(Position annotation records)
_ _ _ _
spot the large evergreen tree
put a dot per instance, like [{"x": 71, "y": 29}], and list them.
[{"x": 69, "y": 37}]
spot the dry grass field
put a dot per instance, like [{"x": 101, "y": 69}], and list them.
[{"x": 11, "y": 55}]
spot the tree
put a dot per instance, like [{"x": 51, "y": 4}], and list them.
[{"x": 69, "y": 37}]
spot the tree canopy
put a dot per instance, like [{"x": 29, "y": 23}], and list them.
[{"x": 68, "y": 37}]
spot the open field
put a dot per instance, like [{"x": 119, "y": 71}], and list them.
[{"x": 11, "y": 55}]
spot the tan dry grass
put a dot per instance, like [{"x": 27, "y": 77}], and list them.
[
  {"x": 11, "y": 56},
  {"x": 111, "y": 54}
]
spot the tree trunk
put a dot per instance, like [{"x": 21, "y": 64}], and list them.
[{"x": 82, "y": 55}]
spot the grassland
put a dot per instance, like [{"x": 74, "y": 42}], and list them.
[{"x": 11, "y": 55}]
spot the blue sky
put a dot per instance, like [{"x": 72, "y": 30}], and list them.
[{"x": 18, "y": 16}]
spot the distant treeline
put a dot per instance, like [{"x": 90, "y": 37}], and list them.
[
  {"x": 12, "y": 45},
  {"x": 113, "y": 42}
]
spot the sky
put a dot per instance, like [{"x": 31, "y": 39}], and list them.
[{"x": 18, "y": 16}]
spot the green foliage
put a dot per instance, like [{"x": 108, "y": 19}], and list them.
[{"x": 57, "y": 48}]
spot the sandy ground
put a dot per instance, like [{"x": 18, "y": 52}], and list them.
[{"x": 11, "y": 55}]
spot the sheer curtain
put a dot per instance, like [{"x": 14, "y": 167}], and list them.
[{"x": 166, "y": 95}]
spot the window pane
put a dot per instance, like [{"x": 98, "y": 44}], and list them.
_ _ _ _
(Aim of the exercise):
Rewrite the lines from the one with "spot the window pane" through the last line, changing "window pane" to "glass pane" and keeping everything else the same.

(Task answer):
spot the glass pane
put a dot per instance, like [{"x": 98, "y": 44}], and list them.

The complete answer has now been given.